_Work required_
Use the entries below to count the lines that hold the word "pole"; answer with the number only.

_Available data_
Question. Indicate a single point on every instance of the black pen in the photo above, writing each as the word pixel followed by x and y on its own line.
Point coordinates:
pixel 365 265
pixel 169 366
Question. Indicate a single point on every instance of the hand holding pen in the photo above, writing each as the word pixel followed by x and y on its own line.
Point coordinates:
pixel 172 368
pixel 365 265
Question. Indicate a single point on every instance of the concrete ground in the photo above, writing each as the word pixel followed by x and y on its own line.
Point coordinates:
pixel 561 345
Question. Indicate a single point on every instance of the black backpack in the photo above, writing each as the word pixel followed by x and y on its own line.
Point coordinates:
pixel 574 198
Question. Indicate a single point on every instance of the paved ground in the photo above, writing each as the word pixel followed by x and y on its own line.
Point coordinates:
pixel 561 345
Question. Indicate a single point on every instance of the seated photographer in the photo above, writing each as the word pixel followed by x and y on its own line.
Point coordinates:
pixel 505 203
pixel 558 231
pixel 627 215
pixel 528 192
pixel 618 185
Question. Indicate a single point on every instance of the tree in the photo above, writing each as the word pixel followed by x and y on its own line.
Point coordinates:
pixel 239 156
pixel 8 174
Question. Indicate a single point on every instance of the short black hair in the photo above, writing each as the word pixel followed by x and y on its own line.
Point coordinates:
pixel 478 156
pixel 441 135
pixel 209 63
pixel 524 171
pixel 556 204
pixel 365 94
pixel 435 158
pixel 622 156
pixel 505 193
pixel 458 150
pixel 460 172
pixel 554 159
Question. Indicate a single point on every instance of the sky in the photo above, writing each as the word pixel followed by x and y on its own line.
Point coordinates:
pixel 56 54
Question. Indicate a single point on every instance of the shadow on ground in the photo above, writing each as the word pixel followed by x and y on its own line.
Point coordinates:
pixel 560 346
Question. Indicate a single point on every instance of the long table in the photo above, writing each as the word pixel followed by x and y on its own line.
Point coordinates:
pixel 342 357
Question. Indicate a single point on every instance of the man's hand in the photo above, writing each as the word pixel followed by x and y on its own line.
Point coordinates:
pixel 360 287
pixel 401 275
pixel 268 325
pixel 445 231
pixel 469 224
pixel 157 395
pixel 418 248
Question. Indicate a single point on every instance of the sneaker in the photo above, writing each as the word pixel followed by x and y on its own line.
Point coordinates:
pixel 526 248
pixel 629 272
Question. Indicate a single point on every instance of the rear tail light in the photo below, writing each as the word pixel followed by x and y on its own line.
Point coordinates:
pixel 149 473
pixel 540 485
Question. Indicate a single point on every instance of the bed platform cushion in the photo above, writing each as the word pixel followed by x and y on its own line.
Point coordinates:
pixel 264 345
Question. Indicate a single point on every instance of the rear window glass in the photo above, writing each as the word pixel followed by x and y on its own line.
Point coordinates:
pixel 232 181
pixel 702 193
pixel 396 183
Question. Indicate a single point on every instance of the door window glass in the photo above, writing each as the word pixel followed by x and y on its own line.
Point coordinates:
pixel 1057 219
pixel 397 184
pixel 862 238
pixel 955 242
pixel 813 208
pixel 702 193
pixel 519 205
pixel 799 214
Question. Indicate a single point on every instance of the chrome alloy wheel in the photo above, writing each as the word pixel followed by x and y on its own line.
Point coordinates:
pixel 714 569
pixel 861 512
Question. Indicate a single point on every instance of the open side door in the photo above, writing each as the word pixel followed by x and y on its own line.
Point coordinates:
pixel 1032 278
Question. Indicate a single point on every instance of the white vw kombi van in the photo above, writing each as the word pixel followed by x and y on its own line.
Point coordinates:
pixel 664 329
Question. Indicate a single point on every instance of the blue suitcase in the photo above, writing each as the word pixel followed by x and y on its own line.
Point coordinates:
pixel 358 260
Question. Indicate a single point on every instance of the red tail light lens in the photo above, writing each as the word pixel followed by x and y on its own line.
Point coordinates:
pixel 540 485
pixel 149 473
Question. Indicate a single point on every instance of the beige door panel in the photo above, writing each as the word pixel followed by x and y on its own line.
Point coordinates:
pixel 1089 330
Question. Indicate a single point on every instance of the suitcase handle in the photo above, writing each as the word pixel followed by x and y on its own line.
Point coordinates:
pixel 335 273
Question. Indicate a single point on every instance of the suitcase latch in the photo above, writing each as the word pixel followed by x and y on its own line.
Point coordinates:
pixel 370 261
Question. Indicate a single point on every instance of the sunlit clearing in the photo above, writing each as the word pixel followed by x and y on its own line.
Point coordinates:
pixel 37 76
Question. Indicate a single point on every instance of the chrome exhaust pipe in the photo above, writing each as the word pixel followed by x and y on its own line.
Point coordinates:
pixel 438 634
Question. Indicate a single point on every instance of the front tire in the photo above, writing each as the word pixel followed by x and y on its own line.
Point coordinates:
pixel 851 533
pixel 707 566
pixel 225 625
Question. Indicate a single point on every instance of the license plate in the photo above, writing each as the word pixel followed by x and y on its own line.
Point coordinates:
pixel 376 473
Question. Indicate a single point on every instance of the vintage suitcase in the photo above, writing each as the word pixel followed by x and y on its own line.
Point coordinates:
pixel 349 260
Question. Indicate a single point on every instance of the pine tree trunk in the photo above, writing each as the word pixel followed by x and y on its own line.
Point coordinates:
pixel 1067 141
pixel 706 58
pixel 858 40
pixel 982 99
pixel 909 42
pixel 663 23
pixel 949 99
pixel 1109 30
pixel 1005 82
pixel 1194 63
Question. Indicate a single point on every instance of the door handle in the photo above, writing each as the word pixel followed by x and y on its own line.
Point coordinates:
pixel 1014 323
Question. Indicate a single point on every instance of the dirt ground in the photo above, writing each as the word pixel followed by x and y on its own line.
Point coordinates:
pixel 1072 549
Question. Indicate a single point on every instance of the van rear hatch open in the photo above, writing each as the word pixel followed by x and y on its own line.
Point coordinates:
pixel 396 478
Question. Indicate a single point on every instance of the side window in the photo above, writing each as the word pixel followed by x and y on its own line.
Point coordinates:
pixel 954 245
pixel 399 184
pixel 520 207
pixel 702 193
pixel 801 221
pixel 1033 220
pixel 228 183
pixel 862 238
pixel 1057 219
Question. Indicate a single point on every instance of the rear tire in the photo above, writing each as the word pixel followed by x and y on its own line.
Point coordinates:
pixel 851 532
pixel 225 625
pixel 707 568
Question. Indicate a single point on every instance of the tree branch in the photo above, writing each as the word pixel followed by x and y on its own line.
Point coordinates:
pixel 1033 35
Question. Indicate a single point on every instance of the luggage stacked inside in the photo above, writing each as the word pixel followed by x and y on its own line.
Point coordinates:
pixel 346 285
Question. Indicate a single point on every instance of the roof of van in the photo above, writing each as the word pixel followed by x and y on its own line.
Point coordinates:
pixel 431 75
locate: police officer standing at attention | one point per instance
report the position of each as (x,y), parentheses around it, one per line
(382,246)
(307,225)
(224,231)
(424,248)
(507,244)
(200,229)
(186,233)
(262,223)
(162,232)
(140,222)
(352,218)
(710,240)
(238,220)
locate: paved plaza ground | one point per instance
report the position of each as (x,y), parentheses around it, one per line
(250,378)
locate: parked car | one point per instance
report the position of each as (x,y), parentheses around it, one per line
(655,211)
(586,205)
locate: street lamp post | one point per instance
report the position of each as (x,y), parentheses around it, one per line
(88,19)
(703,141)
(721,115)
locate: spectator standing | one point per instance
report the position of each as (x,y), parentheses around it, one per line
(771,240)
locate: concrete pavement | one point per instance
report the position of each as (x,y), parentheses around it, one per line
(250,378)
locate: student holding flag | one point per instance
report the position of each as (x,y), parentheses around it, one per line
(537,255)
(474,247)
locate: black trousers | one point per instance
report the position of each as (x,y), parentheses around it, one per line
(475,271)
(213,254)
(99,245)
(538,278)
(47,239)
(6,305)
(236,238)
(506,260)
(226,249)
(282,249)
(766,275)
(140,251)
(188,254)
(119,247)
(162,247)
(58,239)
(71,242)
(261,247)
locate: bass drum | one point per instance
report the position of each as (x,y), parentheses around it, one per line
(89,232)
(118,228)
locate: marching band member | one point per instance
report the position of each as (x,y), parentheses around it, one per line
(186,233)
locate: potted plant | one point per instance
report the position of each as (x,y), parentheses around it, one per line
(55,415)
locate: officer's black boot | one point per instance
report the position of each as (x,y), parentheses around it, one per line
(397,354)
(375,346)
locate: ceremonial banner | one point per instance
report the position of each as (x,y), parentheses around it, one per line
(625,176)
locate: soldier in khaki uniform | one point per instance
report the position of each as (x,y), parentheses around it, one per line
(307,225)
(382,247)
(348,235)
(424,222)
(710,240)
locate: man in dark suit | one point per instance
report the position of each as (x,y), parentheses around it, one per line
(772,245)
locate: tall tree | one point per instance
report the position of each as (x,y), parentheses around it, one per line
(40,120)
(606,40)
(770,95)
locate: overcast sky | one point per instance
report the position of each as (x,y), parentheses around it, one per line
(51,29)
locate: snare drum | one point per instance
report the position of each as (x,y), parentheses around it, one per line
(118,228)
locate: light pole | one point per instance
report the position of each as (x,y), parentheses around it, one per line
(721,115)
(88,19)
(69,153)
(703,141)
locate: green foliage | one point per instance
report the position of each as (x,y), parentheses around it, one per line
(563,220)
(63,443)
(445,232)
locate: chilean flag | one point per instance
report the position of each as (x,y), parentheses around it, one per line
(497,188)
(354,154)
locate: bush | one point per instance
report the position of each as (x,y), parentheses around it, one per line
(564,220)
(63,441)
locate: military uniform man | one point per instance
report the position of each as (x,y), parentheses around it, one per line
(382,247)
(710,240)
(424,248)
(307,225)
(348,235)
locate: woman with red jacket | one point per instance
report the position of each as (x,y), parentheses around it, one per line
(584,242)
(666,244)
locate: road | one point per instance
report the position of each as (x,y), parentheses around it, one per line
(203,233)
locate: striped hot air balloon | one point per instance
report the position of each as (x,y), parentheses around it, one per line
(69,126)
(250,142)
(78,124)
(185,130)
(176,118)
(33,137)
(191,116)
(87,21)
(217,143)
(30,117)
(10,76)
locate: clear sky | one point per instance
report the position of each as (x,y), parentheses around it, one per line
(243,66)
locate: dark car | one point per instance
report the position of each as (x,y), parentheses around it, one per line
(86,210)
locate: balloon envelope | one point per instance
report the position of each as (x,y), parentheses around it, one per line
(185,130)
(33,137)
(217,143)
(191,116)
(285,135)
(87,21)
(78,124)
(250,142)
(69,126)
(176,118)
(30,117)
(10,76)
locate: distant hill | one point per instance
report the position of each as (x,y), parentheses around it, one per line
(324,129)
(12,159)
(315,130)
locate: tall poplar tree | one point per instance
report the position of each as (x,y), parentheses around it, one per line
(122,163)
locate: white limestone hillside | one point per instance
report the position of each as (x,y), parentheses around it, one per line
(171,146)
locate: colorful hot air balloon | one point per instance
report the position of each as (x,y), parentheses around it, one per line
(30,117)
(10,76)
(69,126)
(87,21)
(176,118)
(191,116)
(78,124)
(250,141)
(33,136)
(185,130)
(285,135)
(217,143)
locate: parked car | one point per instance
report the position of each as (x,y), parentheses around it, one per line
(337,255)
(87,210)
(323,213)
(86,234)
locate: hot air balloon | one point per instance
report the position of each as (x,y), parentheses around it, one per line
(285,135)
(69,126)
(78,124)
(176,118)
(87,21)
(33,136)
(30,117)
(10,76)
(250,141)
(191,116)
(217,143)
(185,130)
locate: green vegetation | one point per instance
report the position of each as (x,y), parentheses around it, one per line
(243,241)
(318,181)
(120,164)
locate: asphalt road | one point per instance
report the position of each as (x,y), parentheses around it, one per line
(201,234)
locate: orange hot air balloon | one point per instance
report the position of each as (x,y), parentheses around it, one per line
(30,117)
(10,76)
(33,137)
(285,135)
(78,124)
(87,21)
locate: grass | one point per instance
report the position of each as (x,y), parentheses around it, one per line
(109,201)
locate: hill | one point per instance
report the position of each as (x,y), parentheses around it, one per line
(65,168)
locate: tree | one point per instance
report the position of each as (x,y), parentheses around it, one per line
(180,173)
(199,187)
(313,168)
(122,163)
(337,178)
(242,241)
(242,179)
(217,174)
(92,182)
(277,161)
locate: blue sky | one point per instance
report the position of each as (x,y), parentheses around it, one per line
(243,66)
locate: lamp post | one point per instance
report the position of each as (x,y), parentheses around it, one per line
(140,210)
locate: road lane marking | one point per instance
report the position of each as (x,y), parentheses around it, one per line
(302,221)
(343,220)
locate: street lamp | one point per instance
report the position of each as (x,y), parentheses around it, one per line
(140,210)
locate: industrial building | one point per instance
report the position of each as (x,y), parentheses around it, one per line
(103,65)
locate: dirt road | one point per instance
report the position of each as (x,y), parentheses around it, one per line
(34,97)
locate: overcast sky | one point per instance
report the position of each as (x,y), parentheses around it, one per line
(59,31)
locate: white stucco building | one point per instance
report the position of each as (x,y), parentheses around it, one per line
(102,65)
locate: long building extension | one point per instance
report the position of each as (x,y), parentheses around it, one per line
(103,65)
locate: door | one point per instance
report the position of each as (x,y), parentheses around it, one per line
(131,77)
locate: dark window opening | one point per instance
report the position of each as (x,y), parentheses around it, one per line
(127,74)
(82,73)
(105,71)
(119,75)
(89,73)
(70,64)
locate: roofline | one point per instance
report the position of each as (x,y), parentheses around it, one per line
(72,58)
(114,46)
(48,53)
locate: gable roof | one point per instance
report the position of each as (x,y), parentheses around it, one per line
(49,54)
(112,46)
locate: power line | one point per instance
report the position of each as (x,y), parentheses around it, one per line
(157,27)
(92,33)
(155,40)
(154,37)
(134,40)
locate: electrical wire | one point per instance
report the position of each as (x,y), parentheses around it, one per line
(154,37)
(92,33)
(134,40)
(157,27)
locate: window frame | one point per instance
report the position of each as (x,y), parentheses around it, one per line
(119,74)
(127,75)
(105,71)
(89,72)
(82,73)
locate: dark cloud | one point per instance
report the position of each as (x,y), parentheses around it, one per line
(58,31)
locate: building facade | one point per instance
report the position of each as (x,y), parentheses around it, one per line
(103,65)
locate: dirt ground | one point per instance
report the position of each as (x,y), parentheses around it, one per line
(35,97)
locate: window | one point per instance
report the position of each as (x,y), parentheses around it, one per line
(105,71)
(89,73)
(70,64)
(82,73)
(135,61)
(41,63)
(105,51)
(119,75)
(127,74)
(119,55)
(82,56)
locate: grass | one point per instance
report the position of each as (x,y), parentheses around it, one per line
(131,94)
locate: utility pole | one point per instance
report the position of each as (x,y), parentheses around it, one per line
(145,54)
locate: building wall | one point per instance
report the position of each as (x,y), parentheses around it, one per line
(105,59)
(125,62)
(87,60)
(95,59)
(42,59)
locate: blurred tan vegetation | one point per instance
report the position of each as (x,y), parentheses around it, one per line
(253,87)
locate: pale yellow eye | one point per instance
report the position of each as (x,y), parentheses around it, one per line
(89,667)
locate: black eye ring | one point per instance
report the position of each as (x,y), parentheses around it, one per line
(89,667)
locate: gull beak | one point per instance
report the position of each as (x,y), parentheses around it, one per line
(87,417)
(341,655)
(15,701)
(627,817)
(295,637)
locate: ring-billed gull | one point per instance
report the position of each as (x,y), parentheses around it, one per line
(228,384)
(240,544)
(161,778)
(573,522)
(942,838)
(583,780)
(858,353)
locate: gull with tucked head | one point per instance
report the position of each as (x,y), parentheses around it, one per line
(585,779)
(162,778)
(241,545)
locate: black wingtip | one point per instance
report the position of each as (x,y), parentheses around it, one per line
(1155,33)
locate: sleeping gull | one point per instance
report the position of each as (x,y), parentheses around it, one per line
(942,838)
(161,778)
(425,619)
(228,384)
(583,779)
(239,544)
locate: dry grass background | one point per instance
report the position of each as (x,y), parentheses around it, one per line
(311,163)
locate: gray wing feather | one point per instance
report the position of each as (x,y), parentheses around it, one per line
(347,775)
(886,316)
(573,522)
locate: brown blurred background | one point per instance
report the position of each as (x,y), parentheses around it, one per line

_Result for this task_
2